SOURCE PASSAGE:

▽

Bringing Supercomputers to Life (Sciences)
Supercomputers open up new horizons, offering the possibility of discovering new ways to understand life’s complexity
Their very names sound like dinosaurs. Teracomputers. Petacomputers. These are, in fact, the dinosaurs of the digital world—monstrous, hungry and powerful. But unlike the extinct Tyrannosaurus Rex, these silicon beasts are state of the art. Housed in cavernous rooms that require their own electrical and ventilation systems, row upon row of humming boxes solve trillions of calculations every second.
In the late 20th century, such silicon giants revolutionized engineering and sci-entific research from aerospace to weather prediction. Now, supercomputing is extending its reach into the life sciences. Super-sized brains are necessary to interpret the new flood of data from high-throughput machines. Supercomputers have also made possible entirely new fields of study, such as whole-genome comparisons, protein folding, and protein-protein interactions inside the cell.

△

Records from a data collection
▽

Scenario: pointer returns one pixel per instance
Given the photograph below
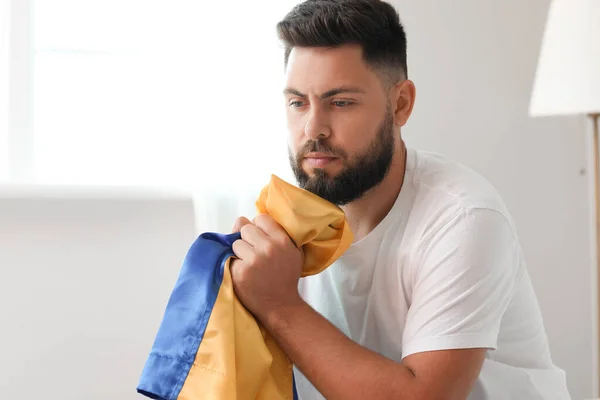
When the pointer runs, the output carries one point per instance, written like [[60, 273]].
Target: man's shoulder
[[442, 181], [444, 189]]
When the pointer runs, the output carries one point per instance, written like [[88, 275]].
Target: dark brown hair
[[372, 24]]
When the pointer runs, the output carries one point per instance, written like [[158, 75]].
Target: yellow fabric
[[237, 358]]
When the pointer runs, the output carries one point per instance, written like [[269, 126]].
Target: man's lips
[[319, 159]]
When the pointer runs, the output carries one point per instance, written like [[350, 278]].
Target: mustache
[[319, 146]]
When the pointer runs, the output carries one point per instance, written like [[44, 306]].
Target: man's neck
[[366, 213]]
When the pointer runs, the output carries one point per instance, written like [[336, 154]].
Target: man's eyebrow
[[327, 94]]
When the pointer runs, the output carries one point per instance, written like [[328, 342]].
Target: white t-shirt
[[443, 270]]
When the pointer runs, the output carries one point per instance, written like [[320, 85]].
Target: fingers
[[239, 223], [268, 225], [242, 250]]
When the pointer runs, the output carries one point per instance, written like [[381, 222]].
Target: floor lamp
[[567, 80]]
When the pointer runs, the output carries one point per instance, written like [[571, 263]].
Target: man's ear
[[403, 100]]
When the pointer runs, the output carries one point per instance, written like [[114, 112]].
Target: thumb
[[241, 221]]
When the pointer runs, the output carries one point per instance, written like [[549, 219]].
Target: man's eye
[[342, 103]]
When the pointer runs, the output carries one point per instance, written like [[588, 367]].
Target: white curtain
[[177, 93], [3, 90]]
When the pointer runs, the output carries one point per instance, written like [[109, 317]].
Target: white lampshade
[[568, 72]]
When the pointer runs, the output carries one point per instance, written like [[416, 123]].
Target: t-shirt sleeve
[[465, 275]]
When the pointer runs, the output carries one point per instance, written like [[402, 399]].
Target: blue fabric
[[183, 327]]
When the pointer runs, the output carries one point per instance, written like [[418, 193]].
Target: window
[[137, 92]]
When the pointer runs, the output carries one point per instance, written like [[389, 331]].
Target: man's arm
[[341, 369], [265, 277]]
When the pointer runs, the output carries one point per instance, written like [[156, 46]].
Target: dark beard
[[358, 176]]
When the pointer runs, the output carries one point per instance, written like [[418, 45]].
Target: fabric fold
[[208, 345]]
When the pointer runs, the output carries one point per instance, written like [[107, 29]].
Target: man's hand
[[265, 275]]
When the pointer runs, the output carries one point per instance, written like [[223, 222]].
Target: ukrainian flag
[[208, 345]]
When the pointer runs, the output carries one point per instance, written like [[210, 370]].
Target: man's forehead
[[328, 67]]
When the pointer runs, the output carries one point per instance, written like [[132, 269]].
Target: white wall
[[84, 280], [473, 63]]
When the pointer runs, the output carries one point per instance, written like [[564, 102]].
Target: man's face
[[342, 132]]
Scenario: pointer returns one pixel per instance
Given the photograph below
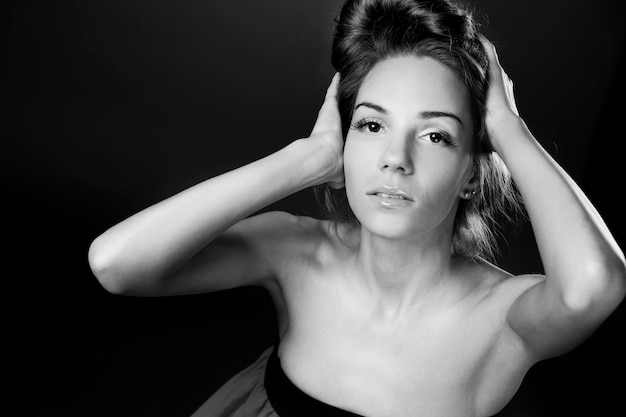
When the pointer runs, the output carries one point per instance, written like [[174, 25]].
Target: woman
[[390, 309]]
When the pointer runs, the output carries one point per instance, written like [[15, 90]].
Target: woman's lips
[[391, 197]]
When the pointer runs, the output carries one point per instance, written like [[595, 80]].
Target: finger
[[331, 92], [490, 49]]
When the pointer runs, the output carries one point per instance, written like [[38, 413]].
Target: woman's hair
[[369, 31]]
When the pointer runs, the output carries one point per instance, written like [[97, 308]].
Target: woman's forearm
[[156, 241], [579, 254]]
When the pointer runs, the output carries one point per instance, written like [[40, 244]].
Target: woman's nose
[[397, 156]]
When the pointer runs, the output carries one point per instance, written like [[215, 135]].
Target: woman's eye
[[372, 127], [438, 137]]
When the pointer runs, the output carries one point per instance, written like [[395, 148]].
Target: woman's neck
[[400, 274]]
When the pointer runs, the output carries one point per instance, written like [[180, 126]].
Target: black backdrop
[[110, 106]]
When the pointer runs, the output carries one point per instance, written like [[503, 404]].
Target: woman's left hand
[[501, 105]]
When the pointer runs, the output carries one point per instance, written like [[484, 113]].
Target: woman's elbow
[[602, 286], [105, 266]]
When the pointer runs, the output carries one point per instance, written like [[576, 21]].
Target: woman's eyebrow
[[423, 114], [436, 114], [376, 107]]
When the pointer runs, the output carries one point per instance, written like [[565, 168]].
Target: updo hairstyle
[[369, 31]]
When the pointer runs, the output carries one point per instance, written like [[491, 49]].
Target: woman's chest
[[345, 354]]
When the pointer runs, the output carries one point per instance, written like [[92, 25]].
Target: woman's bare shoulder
[[497, 282]]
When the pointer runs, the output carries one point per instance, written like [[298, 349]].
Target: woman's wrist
[[506, 128], [319, 161]]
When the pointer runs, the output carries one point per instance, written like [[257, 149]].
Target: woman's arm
[[584, 267], [196, 241]]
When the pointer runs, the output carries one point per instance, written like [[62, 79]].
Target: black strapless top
[[289, 401]]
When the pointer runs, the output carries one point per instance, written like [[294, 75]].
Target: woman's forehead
[[410, 83]]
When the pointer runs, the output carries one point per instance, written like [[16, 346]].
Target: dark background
[[110, 106]]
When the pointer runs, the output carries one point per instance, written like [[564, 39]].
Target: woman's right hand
[[327, 132]]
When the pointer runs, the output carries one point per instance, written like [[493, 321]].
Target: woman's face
[[407, 156]]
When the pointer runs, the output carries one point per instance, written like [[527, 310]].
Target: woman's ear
[[471, 186]]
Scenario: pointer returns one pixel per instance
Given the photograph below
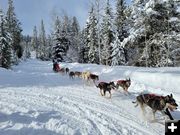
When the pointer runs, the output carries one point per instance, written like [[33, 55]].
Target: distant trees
[[10, 37], [5, 44], [14, 29], [145, 33]]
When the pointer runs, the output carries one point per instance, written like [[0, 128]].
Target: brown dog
[[71, 75], [125, 84], [77, 74], [156, 103], [93, 77], [104, 86], [67, 70]]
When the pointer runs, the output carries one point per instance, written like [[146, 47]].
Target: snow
[[36, 101]]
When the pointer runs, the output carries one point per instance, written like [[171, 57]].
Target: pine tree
[[150, 40], [93, 41], [73, 37], [34, 41], [120, 19], [15, 30], [5, 48], [60, 47], [107, 35], [118, 54]]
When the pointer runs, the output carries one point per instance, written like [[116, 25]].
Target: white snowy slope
[[36, 101]]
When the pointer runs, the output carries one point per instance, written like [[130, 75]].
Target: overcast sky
[[30, 12]]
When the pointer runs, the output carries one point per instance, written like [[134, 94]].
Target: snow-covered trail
[[36, 101]]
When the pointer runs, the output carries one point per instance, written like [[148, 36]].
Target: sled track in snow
[[53, 104]]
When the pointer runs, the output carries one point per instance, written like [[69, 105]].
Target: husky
[[77, 74], [156, 103], [85, 75], [125, 84], [104, 86], [71, 75], [67, 70], [93, 77]]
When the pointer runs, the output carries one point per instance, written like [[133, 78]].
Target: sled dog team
[[155, 102]]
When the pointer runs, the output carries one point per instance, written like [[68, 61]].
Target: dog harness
[[147, 97]]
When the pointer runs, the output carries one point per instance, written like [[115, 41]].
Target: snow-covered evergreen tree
[[118, 55], [120, 19], [42, 42], [61, 43], [15, 30], [34, 41], [73, 37], [107, 35], [92, 36], [149, 43], [5, 44]]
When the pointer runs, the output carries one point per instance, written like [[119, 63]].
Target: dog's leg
[[142, 108], [110, 93], [104, 92], [135, 102], [101, 92], [154, 111]]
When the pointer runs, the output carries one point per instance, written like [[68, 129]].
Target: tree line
[[144, 33], [11, 49]]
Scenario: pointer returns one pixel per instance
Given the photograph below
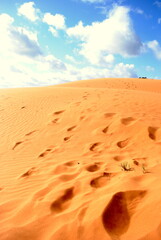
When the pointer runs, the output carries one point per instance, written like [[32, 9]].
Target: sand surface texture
[[81, 161]]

△

EXERCISE GOAL: Extend the article on supercomputers in the life sciences, starting right after its final sentence.

OUTPUT OF THE TASK:
Their promise is undeniable. Vast computing power allows modelers to zoom in and simulate the behavior of individual proteins, and perhaps soon entire cells, at the atomic scale. Researchers can study subcellular interaction, watch it in slow motion, or blow it up to fill a dual-screen monitor. Soon, high-resolution flow models will help build medical implants and direct surgical operations. Big silicon machines might even design drugs to cure humanity’s worst diseases.
While ordinary computers have already changed the study of life, supercomputers open up new horizons, offering the possibility of discovering new ways to understand life’s complexity.
From Big Iron to Armies of Ants
To solve mammoth calculations, scientists have traditionally booked time on “Big Iron” custom machines housed at national supercomputing centers or universities. Today the landscape is shifting. These mammoth machines, though not extinct, are facing tough competition. “It used to be that the power of those machines [at supercomputing centers] was many orders of magnitude more than what anybody had access to,” says Philip Bourne, PhD, professor of pharmacology at the University of California in San Diego and editor-in-chief of PLoS Computational Biology. “Now that’s not true anymore—computing is really cheap.” Alternatives exist in a thriving range of home-built, borrowed or net- worked systems. Many researchers choose to buy a cluster of off-the-shelf processors rather than wait for time on a “Big Iron” machine.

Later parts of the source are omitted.